Data listing
□ □ □

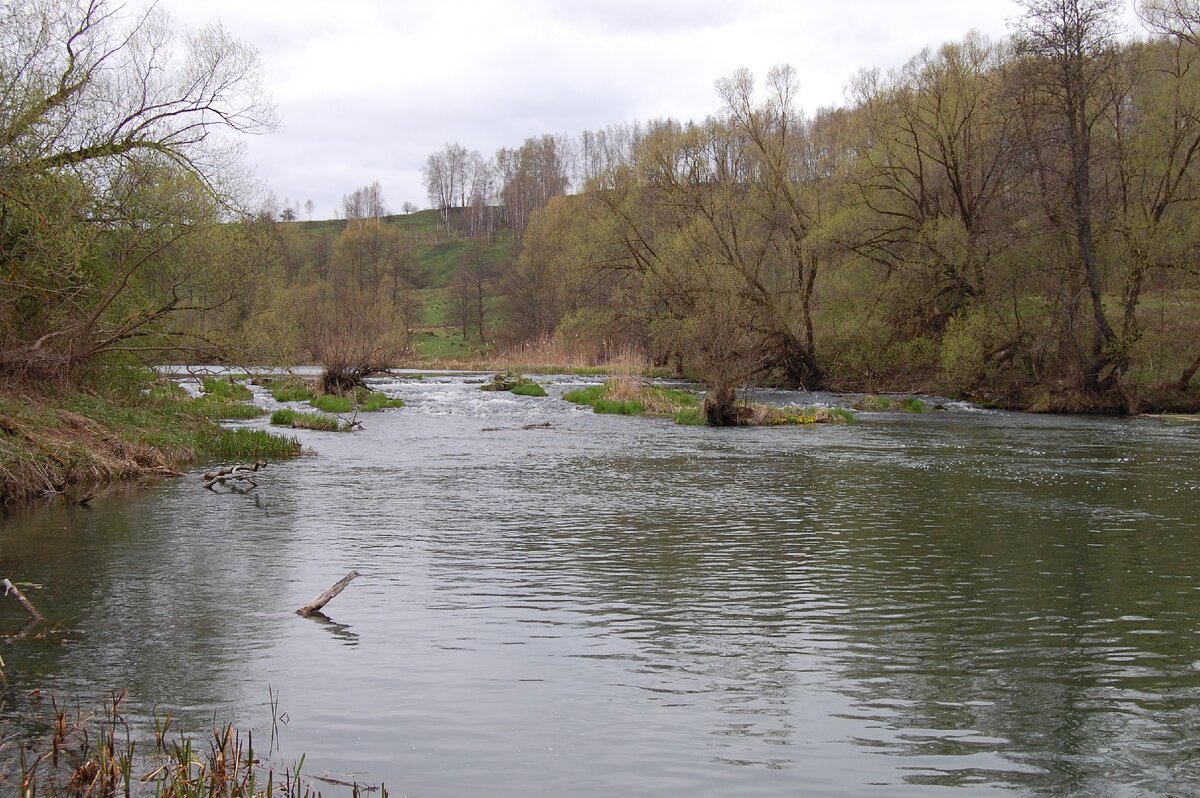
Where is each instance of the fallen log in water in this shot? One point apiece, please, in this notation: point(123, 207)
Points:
point(11, 589)
point(315, 606)
point(233, 473)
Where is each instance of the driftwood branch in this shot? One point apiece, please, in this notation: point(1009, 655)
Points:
point(11, 589)
point(315, 606)
point(233, 473)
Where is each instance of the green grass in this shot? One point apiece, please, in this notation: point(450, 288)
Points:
point(627, 397)
point(529, 389)
point(330, 403)
point(298, 420)
point(618, 407)
point(690, 417)
point(251, 444)
point(217, 409)
point(222, 389)
point(886, 405)
point(515, 383)
point(589, 395)
point(63, 444)
point(377, 401)
point(796, 415)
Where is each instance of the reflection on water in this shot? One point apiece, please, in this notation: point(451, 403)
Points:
point(960, 603)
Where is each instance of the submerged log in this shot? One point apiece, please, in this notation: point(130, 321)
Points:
point(11, 589)
point(316, 605)
point(233, 473)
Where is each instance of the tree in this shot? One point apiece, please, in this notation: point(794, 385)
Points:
point(112, 162)
point(364, 203)
point(1072, 46)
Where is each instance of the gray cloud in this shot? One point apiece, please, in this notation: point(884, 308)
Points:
point(367, 89)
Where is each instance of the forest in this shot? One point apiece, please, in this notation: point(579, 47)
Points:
point(1011, 221)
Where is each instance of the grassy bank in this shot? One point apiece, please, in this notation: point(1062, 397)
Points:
point(73, 442)
point(76, 754)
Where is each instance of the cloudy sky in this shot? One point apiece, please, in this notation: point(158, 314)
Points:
point(367, 89)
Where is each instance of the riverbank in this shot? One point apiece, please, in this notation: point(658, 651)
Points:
point(69, 444)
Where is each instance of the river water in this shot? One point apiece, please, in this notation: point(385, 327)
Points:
point(959, 603)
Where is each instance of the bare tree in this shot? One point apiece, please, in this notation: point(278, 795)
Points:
point(1073, 49)
point(111, 150)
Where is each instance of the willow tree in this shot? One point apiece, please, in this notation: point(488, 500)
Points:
point(1158, 183)
point(1073, 61)
point(114, 161)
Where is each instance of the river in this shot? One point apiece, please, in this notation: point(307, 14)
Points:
point(959, 603)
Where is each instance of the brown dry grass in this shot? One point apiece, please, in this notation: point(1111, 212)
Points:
point(47, 450)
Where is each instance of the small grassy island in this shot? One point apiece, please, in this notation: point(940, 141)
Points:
point(516, 384)
point(131, 429)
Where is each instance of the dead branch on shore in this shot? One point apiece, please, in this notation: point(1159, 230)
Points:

□ □ □

• Problem to solve
Could you reproduce, word for word, the lines of the material from the one containing "Where is each instance of the forest" through the end of the material, both ends included?

• Correct output
Where is each instance of the forest in this shot? One point apiece, please, in this notation: point(579, 47)
Points:
point(1011, 221)
Where is each instance of the grassy bank in this shot? One point apiece, please, in this notation: point(1062, 397)
Points:
point(73, 442)
point(76, 754)
Where is each instance of the cloudy sky in this shot? One point apiece, please, in this notation: point(158, 314)
Points:
point(367, 89)
Where is each instance of the riverbank in this shot? One point apiece, please, in this notation: point(658, 651)
Points:
point(69, 444)
Where is each instance of the river water in this shot? One point apiece, please, in this notation: point(385, 327)
Points:
point(959, 603)
Where is each instance of the bare tree in this shot? One point apiece, please, in this notation: point(278, 795)
Points:
point(1073, 49)
point(111, 150)
Where is each instance of the willow tree in this shot? One point apiece, please, in this notation: point(488, 500)
Points:
point(1158, 183)
point(1073, 61)
point(114, 161)
Where is each instance of the river in this shot? One point apiece, please, in this notation: point(307, 14)
Points:
point(959, 603)
Where is each instance of the brown dry grass in this shot? One point apiece, please, in this notation: point(1111, 212)
Points:
point(47, 450)
Where is each instance of the small grassy island in this shot? One point apiece, please, in this notation: point(940, 141)
Points:
point(516, 384)
point(131, 429)
Where is each instance of the dead branch on shore in this shot? One point apiece, please, in this notation: point(1159, 230)
Points:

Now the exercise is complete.